[Records of labeled boxes]
******************************
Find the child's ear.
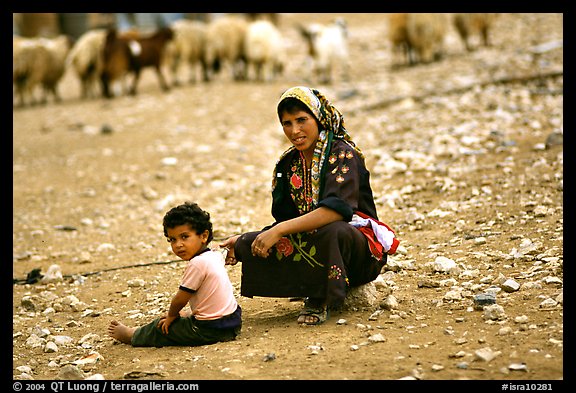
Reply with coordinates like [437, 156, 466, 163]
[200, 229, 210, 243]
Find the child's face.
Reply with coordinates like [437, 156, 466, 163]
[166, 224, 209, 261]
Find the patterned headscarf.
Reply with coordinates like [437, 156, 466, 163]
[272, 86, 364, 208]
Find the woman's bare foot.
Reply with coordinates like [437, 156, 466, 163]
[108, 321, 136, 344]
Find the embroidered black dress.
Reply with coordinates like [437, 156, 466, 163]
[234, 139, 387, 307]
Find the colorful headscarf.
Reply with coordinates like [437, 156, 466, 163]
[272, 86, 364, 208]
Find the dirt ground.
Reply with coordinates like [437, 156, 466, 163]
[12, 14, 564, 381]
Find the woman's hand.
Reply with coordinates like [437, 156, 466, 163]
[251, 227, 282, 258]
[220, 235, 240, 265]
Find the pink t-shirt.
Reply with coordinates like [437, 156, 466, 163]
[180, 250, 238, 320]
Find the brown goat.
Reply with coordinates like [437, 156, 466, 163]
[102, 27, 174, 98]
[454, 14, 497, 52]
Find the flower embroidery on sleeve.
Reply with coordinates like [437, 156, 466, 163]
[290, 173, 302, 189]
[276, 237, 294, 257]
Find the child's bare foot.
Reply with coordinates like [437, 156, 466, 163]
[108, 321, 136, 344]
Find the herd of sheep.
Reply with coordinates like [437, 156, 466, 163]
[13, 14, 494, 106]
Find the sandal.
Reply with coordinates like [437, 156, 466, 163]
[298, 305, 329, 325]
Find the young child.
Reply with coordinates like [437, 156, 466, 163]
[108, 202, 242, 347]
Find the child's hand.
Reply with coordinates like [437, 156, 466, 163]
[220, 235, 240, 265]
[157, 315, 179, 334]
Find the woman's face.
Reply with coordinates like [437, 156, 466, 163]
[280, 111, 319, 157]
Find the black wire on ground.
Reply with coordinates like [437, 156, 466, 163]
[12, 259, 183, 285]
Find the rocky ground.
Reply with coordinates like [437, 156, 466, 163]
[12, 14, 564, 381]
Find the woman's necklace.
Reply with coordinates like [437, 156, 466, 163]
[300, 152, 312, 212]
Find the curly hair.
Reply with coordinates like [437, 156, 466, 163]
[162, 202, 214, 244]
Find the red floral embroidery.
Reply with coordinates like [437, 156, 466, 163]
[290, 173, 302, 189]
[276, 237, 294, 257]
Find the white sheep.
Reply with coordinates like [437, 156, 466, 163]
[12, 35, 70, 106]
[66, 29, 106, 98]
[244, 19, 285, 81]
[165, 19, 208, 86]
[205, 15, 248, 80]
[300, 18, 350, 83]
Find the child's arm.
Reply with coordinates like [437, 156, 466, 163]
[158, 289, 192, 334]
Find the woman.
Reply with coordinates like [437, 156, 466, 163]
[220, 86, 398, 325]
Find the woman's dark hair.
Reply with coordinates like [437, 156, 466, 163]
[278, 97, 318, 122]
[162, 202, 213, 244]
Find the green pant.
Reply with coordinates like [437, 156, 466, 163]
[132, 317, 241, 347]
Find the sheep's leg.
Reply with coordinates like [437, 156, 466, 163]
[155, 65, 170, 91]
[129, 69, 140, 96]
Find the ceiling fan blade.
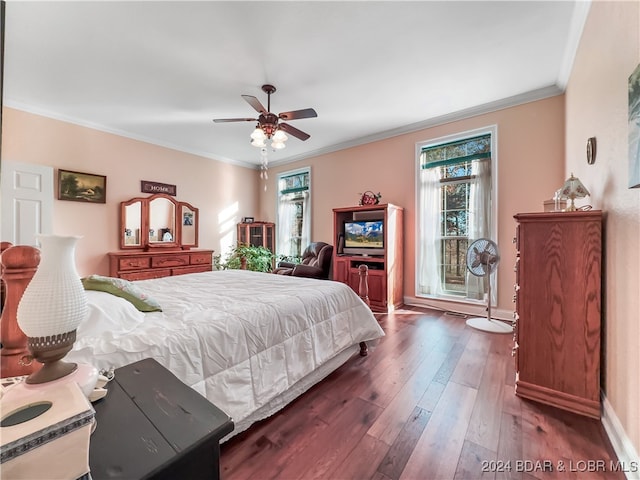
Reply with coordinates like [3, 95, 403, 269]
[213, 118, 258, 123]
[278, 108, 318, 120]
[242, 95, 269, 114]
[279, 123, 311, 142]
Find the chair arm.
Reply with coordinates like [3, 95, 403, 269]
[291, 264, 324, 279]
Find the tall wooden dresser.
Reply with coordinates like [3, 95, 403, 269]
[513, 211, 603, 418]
******************************
> WRITTEN REQUEST
Exclude the pictures and transcribe all of the entries exactly.

> RESPONSE TO THE EXERCISE
Find the child's ear.
Reply with coordinates like [437, 156, 466, 163]
[200, 229, 210, 243]
Find the child's face.
Reply with coordinates like [437, 156, 466, 163]
[166, 224, 209, 261]
Find the patterned headscarf.
Reply with coordinates like [437, 156, 466, 163]
[272, 86, 364, 208]
Find the woman's bare foot.
Reply with coordinates like [437, 156, 466, 163]
[108, 321, 136, 344]
Find the embroidered black dress.
Reply with coordinates like [437, 156, 466, 163]
[234, 139, 387, 307]
Find the colorful headscarf.
Reply with coordinates like [437, 156, 466, 163]
[272, 86, 364, 208]
Find the dirt ground.
Reply with coordinates like [437, 156, 466, 163]
[12, 14, 564, 381]
Find the woman's hand.
Reply with coordinates like [437, 156, 466, 163]
[251, 227, 282, 258]
[220, 235, 240, 265]
Find the pink t-shirt.
Reply with coordinates like [437, 156, 466, 163]
[180, 250, 238, 320]
Find the brown goat.
Reply with coordinates like [437, 156, 466, 163]
[102, 27, 174, 98]
[454, 14, 497, 52]
Find the flower embroidery on sleeve.
Reply with coordinates like [437, 156, 466, 163]
[290, 173, 302, 189]
[276, 237, 294, 257]
Find the child's bare foot.
Reply with coordinates like [437, 156, 466, 163]
[108, 321, 136, 344]
Find the herd of sheep.
Reply with coordinates like [437, 156, 466, 163]
[13, 14, 494, 106]
Find the sandal.
Reply with coordinates like [437, 156, 466, 163]
[298, 305, 329, 325]
Find the young child.
Reply with coordinates like [437, 156, 466, 163]
[108, 202, 242, 347]
Find the child's hand.
Reply with coordinates like [437, 156, 466, 163]
[220, 235, 240, 265]
[157, 315, 179, 334]
Find the woman's face.
Reply with coordinates like [437, 156, 466, 163]
[280, 111, 319, 157]
Find the black wire on ground.
Reply with coordinates like [437, 156, 466, 163]
[12, 259, 183, 285]
Find the rocky ground.
Reply with coordinates like [437, 156, 466, 163]
[12, 14, 564, 381]
Find the woman's necklace.
Reply with coordinates like [437, 156, 466, 163]
[300, 152, 312, 212]
Find the curly hair.
Reply with coordinates like [437, 156, 466, 163]
[162, 202, 214, 244]
Find the red floral embroidery.
Reply with coordinates like [437, 156, 466, 163]
[290, 173, 302, 189]
[276, 237, 294, 257]
Find the white sheep.
Reply with coordinates like [437, 156, 466, 163]
[12, 35, 70, 106]
[66, 29, 106, 98]
[244, 19, 285, 81]
[165, 19, 208, 86]
[205, 15, 248, 80]
[300, 18, 350, 83]
Find the child's arm.
Reply with coordinates like [437, 156, 466, 163]
[158, 289, 192, 334]
Find the woman.
Reply with coordinates like [437, 156, 466, 163]
[220, 86, 398, 325]
Find the woman's dark hair.
Reply with coordinates like [437, 156, 466, 163]
[278, 97, 318, 122]
[162, 202, 213, 244]
Find the green pant.
Reply with coordinates like [437, 156, 466, 163]
[132, 317, 241, 347]
Find the sheep's leg.
Reply with coordinates like [437, 156, 466, 163]
[155, 65, 170, 91]
[129, 69, 140, 96]
Find the ceiling fan blade.
Reply with coordinates like [3, 95, 403, 269]
[213, 118, 258, 123]
[278, 108, 318, 120]
[242, 95, 269, 114]
[279, 123, 311, 142]
Find the chair arm.
Reply with coordinates like [3, 95, 403, 269]
[291, 264, 324, 279]
Find the tall wooden dresser.
Reply with coordinates like [3, 95, 403, 269]
[513, 211, 603, 418]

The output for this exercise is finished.